** begin **

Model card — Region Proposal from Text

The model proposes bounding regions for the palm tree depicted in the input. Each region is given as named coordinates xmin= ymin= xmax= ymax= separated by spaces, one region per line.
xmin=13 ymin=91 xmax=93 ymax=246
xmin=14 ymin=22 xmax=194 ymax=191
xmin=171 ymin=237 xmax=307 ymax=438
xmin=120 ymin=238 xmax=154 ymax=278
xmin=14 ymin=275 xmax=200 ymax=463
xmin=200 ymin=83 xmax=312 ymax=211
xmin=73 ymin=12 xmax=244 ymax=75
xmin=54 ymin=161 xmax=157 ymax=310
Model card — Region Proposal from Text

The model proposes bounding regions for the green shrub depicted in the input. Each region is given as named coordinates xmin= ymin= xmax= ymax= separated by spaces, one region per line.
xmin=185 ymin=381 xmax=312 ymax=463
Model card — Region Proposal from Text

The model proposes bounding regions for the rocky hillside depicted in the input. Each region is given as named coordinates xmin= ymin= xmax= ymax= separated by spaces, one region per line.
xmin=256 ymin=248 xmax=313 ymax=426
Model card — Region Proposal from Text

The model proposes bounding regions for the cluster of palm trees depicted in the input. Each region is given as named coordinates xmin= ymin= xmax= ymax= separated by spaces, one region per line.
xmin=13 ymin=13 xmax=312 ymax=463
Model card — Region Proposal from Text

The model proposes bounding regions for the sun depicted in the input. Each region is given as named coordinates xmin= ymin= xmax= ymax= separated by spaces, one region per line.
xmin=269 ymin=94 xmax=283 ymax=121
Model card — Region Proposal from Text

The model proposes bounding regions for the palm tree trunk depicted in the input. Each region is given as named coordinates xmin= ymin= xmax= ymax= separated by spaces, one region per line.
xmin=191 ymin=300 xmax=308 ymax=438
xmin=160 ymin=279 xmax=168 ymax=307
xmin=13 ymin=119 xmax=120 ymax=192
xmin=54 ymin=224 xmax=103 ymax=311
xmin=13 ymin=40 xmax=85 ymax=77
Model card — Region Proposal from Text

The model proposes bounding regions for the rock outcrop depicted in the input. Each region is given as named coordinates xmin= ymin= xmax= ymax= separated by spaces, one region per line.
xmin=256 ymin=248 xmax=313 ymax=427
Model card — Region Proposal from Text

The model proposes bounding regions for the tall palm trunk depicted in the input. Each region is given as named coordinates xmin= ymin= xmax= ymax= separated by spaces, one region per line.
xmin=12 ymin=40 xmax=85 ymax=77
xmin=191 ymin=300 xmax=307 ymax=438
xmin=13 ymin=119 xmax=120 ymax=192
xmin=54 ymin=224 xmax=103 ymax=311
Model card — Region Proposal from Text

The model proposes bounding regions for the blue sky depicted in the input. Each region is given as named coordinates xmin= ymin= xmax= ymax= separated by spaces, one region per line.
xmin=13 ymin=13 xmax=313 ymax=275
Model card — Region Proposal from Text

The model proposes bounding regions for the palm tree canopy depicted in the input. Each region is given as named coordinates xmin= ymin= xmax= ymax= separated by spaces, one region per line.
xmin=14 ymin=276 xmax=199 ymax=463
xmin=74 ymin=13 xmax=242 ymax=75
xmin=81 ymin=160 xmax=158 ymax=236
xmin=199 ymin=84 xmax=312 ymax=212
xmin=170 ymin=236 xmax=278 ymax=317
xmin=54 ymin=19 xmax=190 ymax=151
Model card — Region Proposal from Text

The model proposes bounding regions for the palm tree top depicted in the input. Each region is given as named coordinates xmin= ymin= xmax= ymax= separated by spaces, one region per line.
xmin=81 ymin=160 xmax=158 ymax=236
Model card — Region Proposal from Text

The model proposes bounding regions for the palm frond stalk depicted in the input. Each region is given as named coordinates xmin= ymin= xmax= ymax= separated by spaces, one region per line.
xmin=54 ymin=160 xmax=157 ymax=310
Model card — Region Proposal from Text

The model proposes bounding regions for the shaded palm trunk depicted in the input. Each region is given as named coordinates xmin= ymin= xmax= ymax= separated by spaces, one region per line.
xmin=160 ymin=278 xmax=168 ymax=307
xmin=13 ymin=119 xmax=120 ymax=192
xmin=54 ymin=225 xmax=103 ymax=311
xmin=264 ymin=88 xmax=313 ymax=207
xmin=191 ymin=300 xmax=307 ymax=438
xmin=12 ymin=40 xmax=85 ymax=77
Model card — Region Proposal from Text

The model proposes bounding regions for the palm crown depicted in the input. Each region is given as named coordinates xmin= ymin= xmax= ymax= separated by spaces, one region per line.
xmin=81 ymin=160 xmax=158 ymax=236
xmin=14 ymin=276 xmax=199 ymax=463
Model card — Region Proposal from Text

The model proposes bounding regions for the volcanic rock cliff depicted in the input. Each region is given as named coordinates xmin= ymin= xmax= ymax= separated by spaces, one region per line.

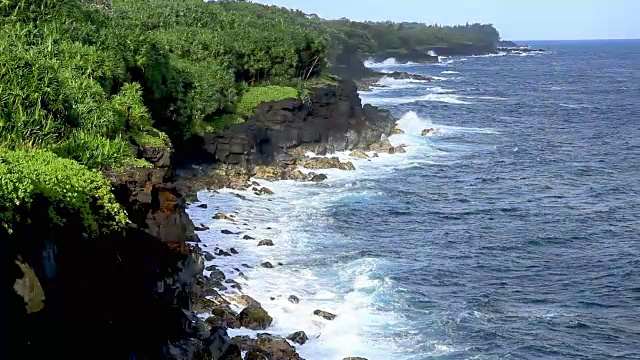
xmin=0 ymin=81 xmax=395 ymax=360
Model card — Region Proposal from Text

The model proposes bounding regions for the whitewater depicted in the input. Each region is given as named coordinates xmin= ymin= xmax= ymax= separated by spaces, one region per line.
xmin=188 ymin=40 xmax=640 ymax=360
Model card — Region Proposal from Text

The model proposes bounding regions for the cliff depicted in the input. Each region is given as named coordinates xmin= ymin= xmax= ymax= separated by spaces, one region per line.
xmin=1 ymin=77 xmax=395 ymax=360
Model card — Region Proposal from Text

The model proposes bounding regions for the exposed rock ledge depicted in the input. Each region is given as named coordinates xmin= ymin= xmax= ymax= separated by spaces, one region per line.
xmin=5 ymin=77 xmax=399 ymax=360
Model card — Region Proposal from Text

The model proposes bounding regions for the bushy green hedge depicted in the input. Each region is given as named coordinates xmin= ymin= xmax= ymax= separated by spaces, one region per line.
xmin=238 ymin=85 xmax=299 ymax=115
xmin=0 ymin=149 xmax=128 ymax=235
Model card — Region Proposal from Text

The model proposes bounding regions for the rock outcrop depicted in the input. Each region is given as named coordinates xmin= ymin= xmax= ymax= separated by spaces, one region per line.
xmin=175 ymin=80 xmax=395 ymax=183
xmin=5 ymin=155 xmax=240 ymax=359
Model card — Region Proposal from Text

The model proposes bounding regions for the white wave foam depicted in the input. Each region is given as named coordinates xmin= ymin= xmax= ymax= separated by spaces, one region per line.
xmin=187 ymin=107 xmax=502 ymax=360
xmin=373 ymin=76 xmax=430 ymax=89
xmin=389 ymin=111 xmax=497 ymax=138
xmin=558 ymin=103 xmax=593 ymax=109
xmin=471 ymin=51 xmax=509 ymax=57
xmin=362 ymin=92 xmax=472 ymax=105
xmin=364 ymin=58 xmax=416 ymax=72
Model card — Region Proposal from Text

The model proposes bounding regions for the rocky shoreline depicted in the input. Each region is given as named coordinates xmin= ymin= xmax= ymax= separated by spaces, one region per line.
xmin=5 ymin=80 xmax=405 ymax=360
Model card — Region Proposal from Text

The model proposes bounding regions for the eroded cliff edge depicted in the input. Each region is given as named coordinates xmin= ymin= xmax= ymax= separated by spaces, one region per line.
xmin=0 ymin=81 xmax=402 ymax=359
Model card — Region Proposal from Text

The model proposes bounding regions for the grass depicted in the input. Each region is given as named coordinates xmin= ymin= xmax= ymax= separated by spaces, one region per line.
xmin=237 ymin=85 xmax=300 ymax=116
xmin=0 ymin=149 xmax=128 ymax=236
xmin=196 ymin=114 xmax=244 ymax=135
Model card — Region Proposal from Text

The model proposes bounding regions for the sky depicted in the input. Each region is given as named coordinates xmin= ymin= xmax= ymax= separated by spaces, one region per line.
xmin=254 ymin=0 xmax=640 ymax=40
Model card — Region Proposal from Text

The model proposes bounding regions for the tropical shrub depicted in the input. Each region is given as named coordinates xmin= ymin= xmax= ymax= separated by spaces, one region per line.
xmin=0 ymin=149 xmax=128 ymax=235
xmin=237 ymin=85 xmax=299 ymax=115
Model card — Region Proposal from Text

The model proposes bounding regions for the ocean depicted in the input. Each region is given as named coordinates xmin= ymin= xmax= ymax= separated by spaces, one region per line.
xmin=188 ymin=41 xmax=640 ymax=360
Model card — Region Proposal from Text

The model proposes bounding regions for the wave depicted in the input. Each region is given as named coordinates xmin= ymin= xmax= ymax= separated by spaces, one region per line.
xmin=364 ymin=58 xmax=416 ymax=69
xmin=558 ymin=103 xmax=593 ymax=109
xmin=362 ymin=93 xmax=472 ymax=105
xmin=373 ymin=76 xmax=430 ymax=89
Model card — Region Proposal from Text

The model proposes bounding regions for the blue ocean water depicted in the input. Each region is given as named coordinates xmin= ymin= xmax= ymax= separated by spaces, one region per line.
xmin=190 ymin=41 xmax=640 ymax=360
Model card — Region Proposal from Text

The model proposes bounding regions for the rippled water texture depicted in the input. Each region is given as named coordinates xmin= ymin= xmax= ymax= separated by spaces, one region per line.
xmin=190 ymin=41 xmax=640 ymax=360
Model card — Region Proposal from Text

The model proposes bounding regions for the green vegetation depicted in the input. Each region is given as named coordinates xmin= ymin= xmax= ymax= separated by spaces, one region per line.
xmin=238 ymin=85 xmax=299 ymax=115
xmin=0 ymin=0 xmax=499 ymax=233
xmin=0 ymin=150 xmax=128 ymax=235
xmin=328 ymin=19 xmax=500 ymax=54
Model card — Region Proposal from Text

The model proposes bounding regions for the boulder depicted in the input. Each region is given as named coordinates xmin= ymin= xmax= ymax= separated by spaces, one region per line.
xmin=253 ymin=166 xmax=285 ymax=181
xmin=301 ymin=157 xmax=356 ymax=170
xmin=233 ymin=295 xmax=262 ymax=307
xmin=237 ymin=307 xmax=273 ymax=330
xmin=349 ymin=150 xmax=369 ymax=159
xmin=254 ymin=187 xmax=274 ymax=195
xmin=205 ymin=265 xmax=227 ymax=281
xmin=244 ymin=349 xmax=270 ymax=360
xmin=393 ymin=146 xmax=407 ymax=154
xmin=255 ymin=334 xmax=300 ymax=360
xmin=420 ymin=128 xmax=436 ymax=136
xmin=213 ymin=212 xmax=232 ymax=220
xmin=287 ymin=331 xmax=309 ymax=345
xmin=369 ymin=140 xmax=394 ymax=154
xmin=313 ymin=310 xmax=338 ymax=320
xmin=231 ymin=335 xmax=256 ymax=351
xmin=309 ymin=174 xmax=327 ymax=182
xmin=205 ymin=306 xmax=240 ymax=329
xmin=258 ymin=239 xmax=274 ymax=246
xmin=214 ymin=249 xmax=231 ymax=256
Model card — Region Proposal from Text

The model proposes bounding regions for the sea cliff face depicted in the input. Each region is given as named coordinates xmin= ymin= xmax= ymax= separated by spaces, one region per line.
xmin=1 ymin=81 xmax=400 ymax=360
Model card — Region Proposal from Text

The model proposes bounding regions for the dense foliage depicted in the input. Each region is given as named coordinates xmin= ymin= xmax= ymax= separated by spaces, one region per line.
xmin=0 ymin=0 xmax=499 ymax=233
xmin=0 ymin=149 xmax=127 ymax=235
xmin=328 ymin=19 xmax=500 ymax=54
xmin=238 ymin=85 xmax=298 ymax=115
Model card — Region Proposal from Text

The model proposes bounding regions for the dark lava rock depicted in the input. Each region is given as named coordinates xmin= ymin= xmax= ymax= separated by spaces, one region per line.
xmin=233 ymin=193 xmax=247 ymax=200
xmin=235 ymin=295 xmax=262 ymax=307
xmin=214 ymin=249 xmax=231 ymax=256
xmin=258 ymin=239 xmax=273 ymax=246
xmin=244 ymin=349 xmax=270 ymax=360
xmin=231 ymin=335 xmax=256 ymax=351
xmin=213 ymin=212 xmax=232 ymax=220
xmin=254 ymin=187 xmax=275 ymax=195
xmin=237 ymin=307 xmax=273 ymax=330
xmin=313 ymin=310 xmax=338 ymax=320
xmin=309 ymin=174 xmax=327 ymax=182
xmin=287 ymin=331 xmax=309 ymax=345
xmin=205 ymin=306 xmax=240 ymax=329
xmin=205 ymin=265 xmax=227 ymax=281
xmin=384 ymin=71 xmax=433 ymax=81
xmin=255 ymin=334 xmax=301 ymax=360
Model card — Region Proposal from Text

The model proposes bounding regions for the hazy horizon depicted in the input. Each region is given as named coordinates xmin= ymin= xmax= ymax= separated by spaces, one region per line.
xmin=254 ymin=0 xmax=640 ymax=41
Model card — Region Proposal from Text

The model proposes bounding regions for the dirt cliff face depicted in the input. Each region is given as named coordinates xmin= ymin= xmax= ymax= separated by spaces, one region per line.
xmin=0 ymin=81 xmax=395 ymax=360
xmin=0 ymin=152 xmax=235 ymax=359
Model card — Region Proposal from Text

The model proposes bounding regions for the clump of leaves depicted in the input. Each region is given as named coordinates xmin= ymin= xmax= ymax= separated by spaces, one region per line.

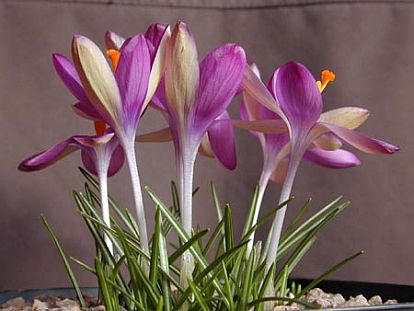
xmin=42 ymin=169 xmax=362 ymax=311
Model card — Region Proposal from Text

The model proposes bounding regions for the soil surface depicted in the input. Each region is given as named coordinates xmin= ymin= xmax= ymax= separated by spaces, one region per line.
xmin=0 ymin=288 xmax=398 ymax=311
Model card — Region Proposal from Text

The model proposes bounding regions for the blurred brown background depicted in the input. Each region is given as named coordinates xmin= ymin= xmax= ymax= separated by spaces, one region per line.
xmin=0 ymin=0 xmax=414 ymax=289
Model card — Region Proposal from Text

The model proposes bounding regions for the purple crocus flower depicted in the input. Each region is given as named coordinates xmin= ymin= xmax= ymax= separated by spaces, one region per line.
xmin=240 ymin=64 xmax=363 ymax=256
xmin=19 ymin=130 xmax=124 ymax=253
xmin=147 ymin=22 xmax=246 ymax=287
xmin=242 ymin=62 xmax=399 ymax=267
xmin=49 ymin=25 xmax=169 ymax=253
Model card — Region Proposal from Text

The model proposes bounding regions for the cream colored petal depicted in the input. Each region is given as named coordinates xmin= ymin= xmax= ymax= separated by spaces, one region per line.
xmin=72 ymin=36 xmax=121 ymax=123
xmin=198 ymin=133 xmax=215 ymax=158
xmin=270 ymin=158 xmax=289 ymax=184
xmin=233 ymin=120 xmax=289 ymax=134
xmin=319 ymin=107 xmax=369 ymax=130
xmin=105 ymin=31 xmax=125 ymax=50
xmin=165 ymin=22 xmax=199 ymax=120
xmin=313 ymin=134 xmax=342 ymax=150
xmin=242 ymin=66 xmax=288 ymax=123
xmin=144 ymin=26 xmax=171 ymax=109
xmin=135 ymin=127 xmax=172 ymax=143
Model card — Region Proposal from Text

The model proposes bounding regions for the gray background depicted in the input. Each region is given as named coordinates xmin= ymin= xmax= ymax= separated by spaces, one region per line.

** end **

- Given request -
Reproduce the data from its first line through the line containing "xmin=13 ymin=91 xmax=93 ymax=246", substituting "date palm" for "palm tree" and leaving all else unchanged.

- Answer to this exercise -
Model card — Region Proposal from Text

The model proposes bounding regions for the date palm depicted in the input. Each region is given as named coordinates xmin= ymin= xmax= ymax= separated by spaces, one region per line.
xmin=13 ymin=91 xmax=93 ymax=246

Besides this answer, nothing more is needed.